Excerto da página:
■ ■ ■ ■ ■ ■ ■

Numa Região em que importa erradicar a mediocridade, fomenta-se a delinquência que vai relegar para segundo plano quem tem mérito e talento, mas que nada quer ter a ver com favores, suspeitas e escutas. E assim, talvez porque nunca houve alternância de poder no executivo madeirense, o abominável expediente tende a assumir-se como a única forma de forçar a alternância.
Numa Região em que muitos deviam pautar a postura pública pelo rigor e pela transparência, reina a hipocrisia e a cobardia, seja em forma de denúncia anónima, queixinhas e inveja, ou por via do julgamento precipitado, do preconceito provinciano ou do reles ajuste de contas.

■ ■ ■ ■ ■ ■ ■

Objetivo declarado:
Prolongue o excerto sobre a Região madeirense a partir da última frase apresentada. Estes dados provêm de outra fonte.

Linhas de um conjunto de dados de apontamento:

■ ■ ■ ■ ■ ■ ■

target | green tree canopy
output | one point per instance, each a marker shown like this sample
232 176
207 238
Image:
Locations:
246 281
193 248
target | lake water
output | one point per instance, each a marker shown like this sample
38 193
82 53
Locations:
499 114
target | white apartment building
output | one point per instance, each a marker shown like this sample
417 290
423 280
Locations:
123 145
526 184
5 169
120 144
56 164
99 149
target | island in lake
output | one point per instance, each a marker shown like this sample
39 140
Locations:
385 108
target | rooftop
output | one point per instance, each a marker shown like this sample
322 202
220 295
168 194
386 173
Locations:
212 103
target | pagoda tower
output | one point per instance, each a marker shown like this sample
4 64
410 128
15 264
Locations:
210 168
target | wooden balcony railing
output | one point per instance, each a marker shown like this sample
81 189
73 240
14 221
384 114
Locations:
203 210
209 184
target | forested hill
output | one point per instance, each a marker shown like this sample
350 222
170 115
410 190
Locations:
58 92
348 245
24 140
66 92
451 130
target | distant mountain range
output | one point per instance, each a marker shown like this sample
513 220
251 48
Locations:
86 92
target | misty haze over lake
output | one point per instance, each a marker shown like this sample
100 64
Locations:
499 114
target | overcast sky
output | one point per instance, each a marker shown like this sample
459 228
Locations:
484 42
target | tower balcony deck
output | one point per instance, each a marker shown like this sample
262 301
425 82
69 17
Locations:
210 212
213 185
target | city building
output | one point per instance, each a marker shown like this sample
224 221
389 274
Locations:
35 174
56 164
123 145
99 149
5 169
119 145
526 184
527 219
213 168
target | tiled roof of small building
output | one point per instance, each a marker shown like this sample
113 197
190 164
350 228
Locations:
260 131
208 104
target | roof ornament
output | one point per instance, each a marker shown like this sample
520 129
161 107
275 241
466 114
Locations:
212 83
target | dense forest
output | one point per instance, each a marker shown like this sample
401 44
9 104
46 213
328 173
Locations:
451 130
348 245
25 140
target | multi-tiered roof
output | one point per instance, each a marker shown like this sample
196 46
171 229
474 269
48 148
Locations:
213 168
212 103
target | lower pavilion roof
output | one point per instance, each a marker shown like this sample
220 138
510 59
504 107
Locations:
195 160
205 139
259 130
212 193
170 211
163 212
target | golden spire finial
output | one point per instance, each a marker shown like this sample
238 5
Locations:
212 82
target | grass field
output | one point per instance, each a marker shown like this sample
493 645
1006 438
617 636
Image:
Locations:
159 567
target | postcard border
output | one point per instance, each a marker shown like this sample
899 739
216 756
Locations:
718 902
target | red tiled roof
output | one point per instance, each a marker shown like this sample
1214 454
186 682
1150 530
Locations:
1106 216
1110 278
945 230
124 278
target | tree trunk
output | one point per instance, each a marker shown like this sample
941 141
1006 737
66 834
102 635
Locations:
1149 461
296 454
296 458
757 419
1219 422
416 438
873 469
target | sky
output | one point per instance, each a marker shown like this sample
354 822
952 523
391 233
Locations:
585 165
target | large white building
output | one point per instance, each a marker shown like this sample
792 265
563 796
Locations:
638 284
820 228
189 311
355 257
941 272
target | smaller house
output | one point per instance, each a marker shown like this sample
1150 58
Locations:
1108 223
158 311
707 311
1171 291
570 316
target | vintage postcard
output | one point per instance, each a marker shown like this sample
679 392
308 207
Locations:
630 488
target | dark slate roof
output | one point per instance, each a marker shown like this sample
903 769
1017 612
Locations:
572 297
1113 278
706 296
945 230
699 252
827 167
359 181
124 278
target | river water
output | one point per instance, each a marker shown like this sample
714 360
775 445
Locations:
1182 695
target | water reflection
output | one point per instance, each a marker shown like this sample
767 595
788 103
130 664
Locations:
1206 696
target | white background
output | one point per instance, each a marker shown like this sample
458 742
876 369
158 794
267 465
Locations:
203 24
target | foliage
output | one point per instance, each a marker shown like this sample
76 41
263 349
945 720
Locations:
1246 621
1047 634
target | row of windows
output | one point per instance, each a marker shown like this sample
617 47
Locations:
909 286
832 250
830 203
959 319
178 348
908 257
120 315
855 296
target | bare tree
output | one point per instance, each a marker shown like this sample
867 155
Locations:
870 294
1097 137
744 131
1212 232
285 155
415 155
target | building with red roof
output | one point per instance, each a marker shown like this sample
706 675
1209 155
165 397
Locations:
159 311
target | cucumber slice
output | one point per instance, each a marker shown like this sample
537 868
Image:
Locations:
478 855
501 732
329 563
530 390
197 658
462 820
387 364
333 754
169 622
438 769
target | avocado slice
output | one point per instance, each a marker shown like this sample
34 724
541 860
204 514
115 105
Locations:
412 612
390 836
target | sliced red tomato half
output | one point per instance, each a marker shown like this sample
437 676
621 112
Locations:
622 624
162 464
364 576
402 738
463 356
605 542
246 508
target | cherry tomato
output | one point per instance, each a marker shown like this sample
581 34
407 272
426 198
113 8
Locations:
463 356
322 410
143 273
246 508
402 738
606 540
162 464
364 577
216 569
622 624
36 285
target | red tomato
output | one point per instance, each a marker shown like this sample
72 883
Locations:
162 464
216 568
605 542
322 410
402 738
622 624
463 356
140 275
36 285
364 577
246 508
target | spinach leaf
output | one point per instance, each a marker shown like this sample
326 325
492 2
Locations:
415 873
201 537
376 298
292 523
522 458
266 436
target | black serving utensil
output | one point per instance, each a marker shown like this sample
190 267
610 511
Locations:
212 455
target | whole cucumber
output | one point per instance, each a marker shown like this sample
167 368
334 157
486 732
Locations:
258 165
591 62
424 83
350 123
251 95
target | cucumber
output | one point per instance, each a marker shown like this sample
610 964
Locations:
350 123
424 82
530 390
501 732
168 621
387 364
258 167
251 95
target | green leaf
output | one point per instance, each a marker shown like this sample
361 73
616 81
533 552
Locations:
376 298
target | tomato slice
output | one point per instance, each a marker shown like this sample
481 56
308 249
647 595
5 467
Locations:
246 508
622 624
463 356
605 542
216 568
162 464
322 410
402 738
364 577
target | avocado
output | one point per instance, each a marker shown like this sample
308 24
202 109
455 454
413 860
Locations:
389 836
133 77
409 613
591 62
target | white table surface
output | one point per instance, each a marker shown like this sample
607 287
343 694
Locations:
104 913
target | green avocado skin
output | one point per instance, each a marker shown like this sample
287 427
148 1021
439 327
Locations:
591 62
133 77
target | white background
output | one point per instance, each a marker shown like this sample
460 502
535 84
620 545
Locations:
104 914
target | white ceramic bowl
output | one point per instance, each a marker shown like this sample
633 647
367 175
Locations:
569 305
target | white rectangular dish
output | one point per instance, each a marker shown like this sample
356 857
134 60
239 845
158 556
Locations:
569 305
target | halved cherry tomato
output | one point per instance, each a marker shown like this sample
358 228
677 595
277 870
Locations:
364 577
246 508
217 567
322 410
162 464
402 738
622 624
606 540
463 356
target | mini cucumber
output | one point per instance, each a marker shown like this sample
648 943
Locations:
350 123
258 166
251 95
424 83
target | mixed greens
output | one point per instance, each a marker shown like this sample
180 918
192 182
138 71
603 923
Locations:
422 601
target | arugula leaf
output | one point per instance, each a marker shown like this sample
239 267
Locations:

■ ■ ■ ■ ■ ■ ■

Resposta ao exercício:
Numa Região que devia debater o futuro sem dramas e chegar a consensos sem complexos, a racionalidade política foi leiloada. Rendeu-se ao espalhafato e ao ruído, motivos de gozo nacional, como ilustra bem Ricardo Araújo Pereira no episódio denominado “Estruma-direita: o momento em que os dirigentes do Chega-Madeira debatem sobre… saneamento?”.
Assim vai a Região Autónoma da alienação, em que muitos insistem em colocar na agenda mediática aquilo que pode render votos a qualquer preço, mesmo que nada tenha de útil para as populações.